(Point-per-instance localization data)
-----

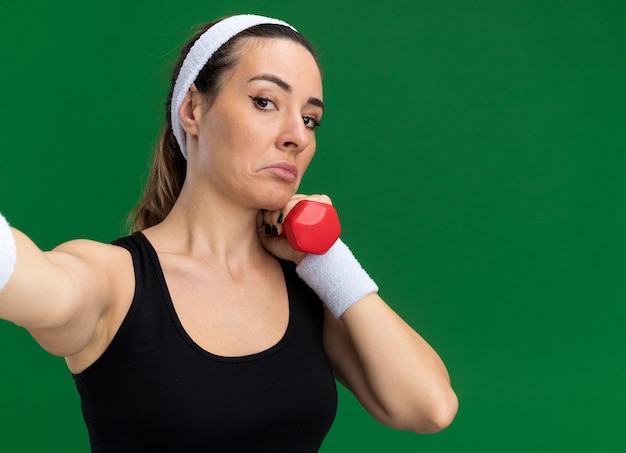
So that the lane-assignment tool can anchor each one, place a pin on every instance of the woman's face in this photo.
(258, 137)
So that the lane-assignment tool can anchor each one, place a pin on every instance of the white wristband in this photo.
(7, 252)
(336, 277)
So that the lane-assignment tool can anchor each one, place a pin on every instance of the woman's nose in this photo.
(294, 134)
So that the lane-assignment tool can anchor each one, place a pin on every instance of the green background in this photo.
(476, 152)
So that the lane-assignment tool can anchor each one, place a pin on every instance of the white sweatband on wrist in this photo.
(7, 252)
(200, 53)
(336, 277)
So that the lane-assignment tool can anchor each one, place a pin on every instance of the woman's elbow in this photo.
(439, 415)
(432, 417)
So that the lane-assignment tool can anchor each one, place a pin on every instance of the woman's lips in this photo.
(284, 170)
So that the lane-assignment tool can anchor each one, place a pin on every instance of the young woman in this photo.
(204, 329)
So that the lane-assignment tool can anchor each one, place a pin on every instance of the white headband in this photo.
(200, 53)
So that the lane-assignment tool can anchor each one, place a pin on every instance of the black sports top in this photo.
(155, 390)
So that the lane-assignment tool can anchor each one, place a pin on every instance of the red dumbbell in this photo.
(312, 227)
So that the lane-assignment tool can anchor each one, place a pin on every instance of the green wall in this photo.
(476, 152)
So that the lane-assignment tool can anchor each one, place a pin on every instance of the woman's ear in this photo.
(188, 112)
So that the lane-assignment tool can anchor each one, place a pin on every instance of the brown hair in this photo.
(169, 167)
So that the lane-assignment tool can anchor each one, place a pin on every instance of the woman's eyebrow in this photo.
(285, 86)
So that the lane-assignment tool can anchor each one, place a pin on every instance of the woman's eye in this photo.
(262, 103)
(311, 122)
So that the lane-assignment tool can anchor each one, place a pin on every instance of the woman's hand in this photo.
(270, 228)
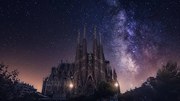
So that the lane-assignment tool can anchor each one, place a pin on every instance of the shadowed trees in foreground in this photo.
(164, 87)
(12, 89)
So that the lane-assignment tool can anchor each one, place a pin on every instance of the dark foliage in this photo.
(165, 87)
(11, 89)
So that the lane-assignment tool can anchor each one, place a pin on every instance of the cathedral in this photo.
(83, 76)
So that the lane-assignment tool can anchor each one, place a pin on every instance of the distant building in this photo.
(83, 76)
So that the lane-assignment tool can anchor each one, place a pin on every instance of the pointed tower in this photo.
(84, 57)
(78, 50)
(95, 45)
(95, 58)
(101, 59)
(101, 52)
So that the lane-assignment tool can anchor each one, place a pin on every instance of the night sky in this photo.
(139, 36)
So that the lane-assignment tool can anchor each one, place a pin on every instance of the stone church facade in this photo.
(83, 76)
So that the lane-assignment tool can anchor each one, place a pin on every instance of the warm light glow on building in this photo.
(116, 84)
(71, 85)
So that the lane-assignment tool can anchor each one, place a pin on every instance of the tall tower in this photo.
(95, 57)
(101, 59)
(84, 57)
(78, 50)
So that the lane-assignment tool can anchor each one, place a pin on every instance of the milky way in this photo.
(136, 46)
(138, 36)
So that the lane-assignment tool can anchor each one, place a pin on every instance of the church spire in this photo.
(78, 38)
(100, 38)
(95, 32)
(84, 33)
(78, 47)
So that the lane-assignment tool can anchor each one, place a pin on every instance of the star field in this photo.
(138, 36)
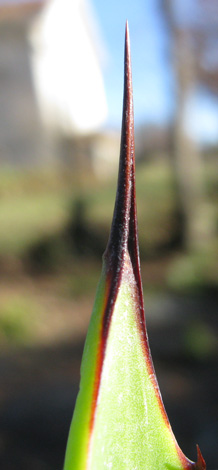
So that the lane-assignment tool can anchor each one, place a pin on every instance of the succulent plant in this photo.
(119, 422)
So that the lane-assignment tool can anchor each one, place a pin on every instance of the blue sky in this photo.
(153, 81)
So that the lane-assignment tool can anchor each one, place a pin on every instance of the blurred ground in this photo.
(53, 233)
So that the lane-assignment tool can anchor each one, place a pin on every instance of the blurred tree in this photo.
(189, 26)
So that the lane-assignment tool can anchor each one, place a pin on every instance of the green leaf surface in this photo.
(119, 421)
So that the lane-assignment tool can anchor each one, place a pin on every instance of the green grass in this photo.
(38, 205)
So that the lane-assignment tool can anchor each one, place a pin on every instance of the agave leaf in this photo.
(119, 421)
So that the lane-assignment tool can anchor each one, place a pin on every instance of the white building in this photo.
(66, 68)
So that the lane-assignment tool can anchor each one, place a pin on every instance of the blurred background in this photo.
(61, 80)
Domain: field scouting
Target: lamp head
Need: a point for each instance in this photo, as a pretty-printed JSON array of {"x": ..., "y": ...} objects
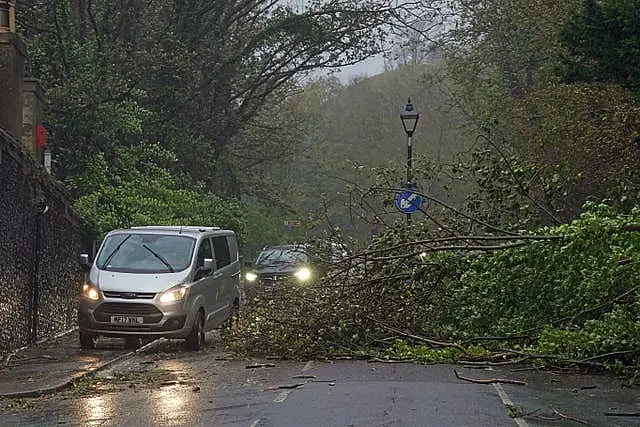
[{"x": 409, "y": 118}]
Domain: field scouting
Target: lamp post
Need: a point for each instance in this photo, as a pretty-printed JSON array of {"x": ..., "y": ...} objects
[{"x": 409, "y": 119}]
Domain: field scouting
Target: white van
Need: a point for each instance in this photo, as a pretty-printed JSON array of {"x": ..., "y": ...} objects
[{"x": 160, "y": 281}]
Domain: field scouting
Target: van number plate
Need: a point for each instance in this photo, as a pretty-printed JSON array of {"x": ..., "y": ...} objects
[{"x": 127, "y": 319}]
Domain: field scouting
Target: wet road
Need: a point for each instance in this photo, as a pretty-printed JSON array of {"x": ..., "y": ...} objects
[{"x": 167, "y": 386}]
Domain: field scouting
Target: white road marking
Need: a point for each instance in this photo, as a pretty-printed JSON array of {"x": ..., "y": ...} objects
[
  {"x": 506, "y": 400},
  {"x": 282, "y": 396}
]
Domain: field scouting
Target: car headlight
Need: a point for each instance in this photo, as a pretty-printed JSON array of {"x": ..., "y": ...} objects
[
  {"x": 303, "y": 274},
  {"x": 173, "y": 295},
  {"x": 89, "y": 291}
]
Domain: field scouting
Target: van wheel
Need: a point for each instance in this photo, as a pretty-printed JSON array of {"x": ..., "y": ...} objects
[
  {"x": 234, "y": 316},
  {"x": 132, "y": 342},
  {"x": 87, "y": 341},
  {"x": 195, "y": 339}
]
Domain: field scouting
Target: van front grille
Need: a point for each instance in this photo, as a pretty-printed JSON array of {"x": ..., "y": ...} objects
[{"x": 129, "y": 295}]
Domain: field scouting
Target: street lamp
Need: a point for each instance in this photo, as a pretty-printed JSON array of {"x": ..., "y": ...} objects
[{"x": 409, "y": 119}]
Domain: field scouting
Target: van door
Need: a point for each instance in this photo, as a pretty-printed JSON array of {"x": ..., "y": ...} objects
[
  {"x": 206, "y": 282},
  {"x": 226, "y": 268}
]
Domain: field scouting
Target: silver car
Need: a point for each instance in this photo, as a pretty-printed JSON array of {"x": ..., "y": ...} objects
[{"x": 160, "y": 281}]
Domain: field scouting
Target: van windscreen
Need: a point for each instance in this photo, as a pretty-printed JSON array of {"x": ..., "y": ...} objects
[{"x": 145, "y": 253}]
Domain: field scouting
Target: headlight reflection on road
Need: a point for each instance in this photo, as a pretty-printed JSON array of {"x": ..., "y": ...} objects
[
  {"x": 173, "y": 404},
  {"x": 97, "y": 410}
]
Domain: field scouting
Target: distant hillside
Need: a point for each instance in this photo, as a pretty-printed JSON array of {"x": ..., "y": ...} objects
[{"x": 358, "y": 127}]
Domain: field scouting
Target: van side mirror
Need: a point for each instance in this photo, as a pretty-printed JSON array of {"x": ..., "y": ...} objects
[
  {"x": 208, "y": 264},
  {"x": 84, "y": 261},
  {"x": 205, "y": 269}
]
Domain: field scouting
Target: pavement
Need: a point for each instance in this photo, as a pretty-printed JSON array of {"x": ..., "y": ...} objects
[{"x": 54, "y": 364}]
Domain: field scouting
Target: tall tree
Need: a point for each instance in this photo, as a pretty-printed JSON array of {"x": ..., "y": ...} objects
[{"x": 603, "y": 43}]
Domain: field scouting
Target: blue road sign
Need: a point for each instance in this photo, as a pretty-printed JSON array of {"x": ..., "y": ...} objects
[{"x": 408, "y": 201}]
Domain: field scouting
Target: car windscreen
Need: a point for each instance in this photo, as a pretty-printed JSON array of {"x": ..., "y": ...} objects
[
  {"x": 281, "y": 256},
  {"x": 145, "y": 253}
]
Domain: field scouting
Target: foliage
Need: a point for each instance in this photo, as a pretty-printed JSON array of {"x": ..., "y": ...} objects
[
  {"x": 132, "y": 189},
  {"x": 520, "y": 289},
  {"x": 603, "y": 42},
  {"x": 616, "y": 332},
  {"x": 570, "y": 293}
]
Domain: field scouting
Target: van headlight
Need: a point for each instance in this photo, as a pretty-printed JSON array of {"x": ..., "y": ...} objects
[
  {"x": 303, "y": 274},
  {"x": 89, "y": 291},
  {"x": 174, "y": 294}
]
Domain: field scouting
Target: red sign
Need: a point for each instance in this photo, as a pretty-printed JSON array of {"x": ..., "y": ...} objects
[{"x": 41, "y": 136}]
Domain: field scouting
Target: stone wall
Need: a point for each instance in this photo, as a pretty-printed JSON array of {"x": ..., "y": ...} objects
[{"x": 40, "y": 242}]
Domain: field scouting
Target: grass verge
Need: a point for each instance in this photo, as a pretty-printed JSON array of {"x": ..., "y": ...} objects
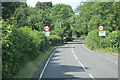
[{"x": 29, "y": 68}]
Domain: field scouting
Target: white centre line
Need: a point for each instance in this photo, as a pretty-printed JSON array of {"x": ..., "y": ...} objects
[
  {"x": 46, "y": 65},
  {"x": 82, "y": 64}
]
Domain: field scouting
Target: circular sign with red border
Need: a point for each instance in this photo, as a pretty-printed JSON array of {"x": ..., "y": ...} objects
[
  {"x": 46, "y": 28},
  {"x": 101, "y": 28}
]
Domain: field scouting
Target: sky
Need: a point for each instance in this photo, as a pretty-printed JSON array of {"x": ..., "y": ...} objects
[{"x": 72, "y": 3}]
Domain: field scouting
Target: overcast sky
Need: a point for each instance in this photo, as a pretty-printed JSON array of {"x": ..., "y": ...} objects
[{"x": 73, "y": 3}]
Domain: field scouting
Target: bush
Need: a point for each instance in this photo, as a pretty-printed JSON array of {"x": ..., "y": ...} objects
[
  {"x": 110, "y": 41},
  {"x": 19, "y": 44},
  {"x": 55, "y": 39},
  {"x": 92, "y": 40}
]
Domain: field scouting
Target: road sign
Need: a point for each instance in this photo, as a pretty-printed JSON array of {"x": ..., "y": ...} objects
[
  {"x": 101, "y": 28},
  {"x": 102, "y": 33},
  {"x": 46, "y": 28}
]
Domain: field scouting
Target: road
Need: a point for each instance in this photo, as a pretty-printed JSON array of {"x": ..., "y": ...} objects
[{"x": 74, "y": 60}]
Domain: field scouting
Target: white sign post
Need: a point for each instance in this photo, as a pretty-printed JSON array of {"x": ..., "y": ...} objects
[
  {"x": 46, "y": 30},
  {"x": 101, "y": 31},
  {"x": 101, "y": 28}
]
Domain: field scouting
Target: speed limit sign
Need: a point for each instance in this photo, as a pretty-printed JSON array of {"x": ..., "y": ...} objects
[{"x": 101, "y": 28}]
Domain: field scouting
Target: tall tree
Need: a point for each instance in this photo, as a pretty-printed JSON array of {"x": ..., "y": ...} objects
[{"x": 8, "y": 8}]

-----

Your assignment: Select every line above that contains the word "post", and copy it.

Solution to this exercise:
Target: lamp post
Target: white sign post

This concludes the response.